** Opening Given passage block **

Tuesday, January 16, 2018

Cranberries' Dolores O'Riordan Swims to the Siren


Three months ago, I told you guys that this thing we've been looking at here since Chris Cornell died-- whatever the hell it actually is-- was just beginning. And here we are, yet again.

Dolores O'Riordan, former lead singer for 90s dream pop superstars The Cranberries, died suddenly this morning in the Hilton London, just off Kensington Gardens. She was working on a new album with a new group called D.A.R.K at a nearby recording studio.



The cause of death is unknown as of this writing. O'Riordan had struggled with bipolar disorder and was also dealing with a troublesome back injury. Like Chris Cornell, Chester Bennington and Lil' Peep, she was forthcoming with her struggles with depression. But 46 is too damn young to die, for anyone. 

Man, I just hate this fucking century.


I wasn't a huge fan of The Cranberries but certainly enjoyed their hits as much as anyone. Well, maybe not in the same exact way as anyone; unlike Chad and Caitlyn Q Mallrat, I knew exactly what I was looking at when I saw the video for "Dreams," and that was the music industry's latest attempt to xerox The Cocteau Twins, while glamming up the Twins' elusive formula with pretty faces and catchy hooks. 


Geffen had tried cloning the Cocteaux the year before The Cranberries hit the scene with The Sundays' second album, Blind. That album featured the track "Goodbye," which I was absolutely convinced was the Cocteau Twins, until I actually called my old pal Matt Pinfield at WHTG and was told it wasn't. It seems obvious today but they were still new then.

( And there's some more Mandela Effect shit there- I never knew The Sundays even made a video for "Goodbye." And I bloody well would have- I was obsessed with this album. Hmm, I'll have to gaze into Harriet Wheeler's eyes for several hours in hopes I can solve this mystery. The things I do for science ).

** Closing Given passage block **
** Opening Records shown block **

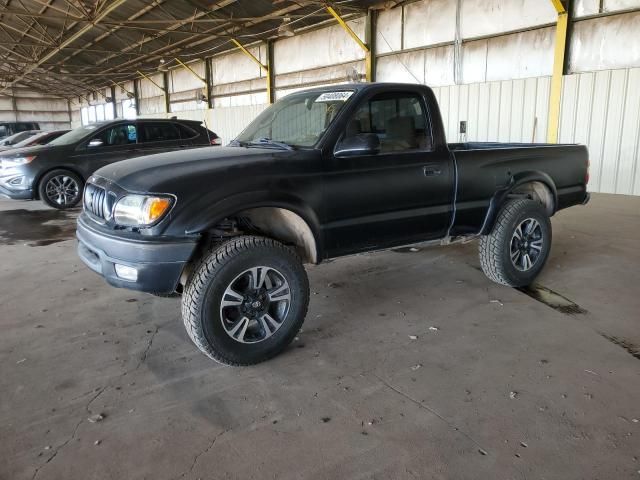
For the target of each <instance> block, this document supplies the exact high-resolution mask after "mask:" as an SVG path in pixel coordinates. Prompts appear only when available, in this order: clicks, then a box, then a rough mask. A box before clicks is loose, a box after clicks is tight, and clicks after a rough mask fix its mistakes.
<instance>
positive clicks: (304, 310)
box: [182, 236, 309, 365]
mask: <svg viewBox="0 0 640 480" xmlns="http://www.w3.org/2000/svg"><path fill="white" fill-rule="evenodd" d="M308 305H309V283H308V280H307V275H306V272H305V270H304V267H303V266H302V262H301V261H300V259H299V258H298V257H297V255H296V254H295V253H294V252H293V250H291V249H290V248H288V247H286V246H285V245H283V244H281V243H279V242H276V241H275V240H271V239H269V238H264V237H254V236H241V237H237V238H234V239H232V240H229V241H227V242H225V243H223V244H221V245H219V246H218V247H217V248H215V249H214V250H212V251H211V252H209V253H208V254H206V255H205V257H204V258H203V259H202V260H201V262H200V263H199V265H198V266H196V268H195V270H194V272H193V274H192V275H191V278H190V280H189V281H188V283H187V285H186V287H185V290H184V294H183V296H182V319H183V321H184V325H185V328H186V329H187V333H188V334H189V336H190V337H191V340H192V341H193V343H195V344H196V346H197V347H198V348H199V349H200V350H201V351H202V352H203V353H204V354H205V355H207V356H208V357H209V358H211V359H213V360H215V361H217V362H219V363H223V364H225V365H253V364H256V363H259V362H263V361H265V360H268V359H269V358H271V357H273V356H275V355H277V354H278V353H280V352H281V351H282V350H284V349H285V348H286V347H287V345H289V343H290V342H291V341H292V340H293V339H294V337H295V336H296V334H297V333H298V331H299V330H300V327H301V326H302V322H303V321H304V318H305V316H306V313H307V307H308Z"/></svg>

** Closing Records shown block **

— Your assignment —
Please quote the post about Dolores O'Riordan word for word, starting at "Man, I just" and ending at "and catchy hooks.".

— Exercise solution —
Man, I just hate this fucking century.


I wasn't a huge fan of The Cranberries but certainly enjoyed their hits as much as anyone. Well, maybe not in the same exact way as anyone; unlike Chad and Caitlyn Q Mallrat, I knew exactly what I was looking at when I saw the video for "Dreams," and that was the music industry's latest attempt to xerox The Cocteau Twins, while glamming up the Twins' elusive formula with pretty faces and catchy hooks.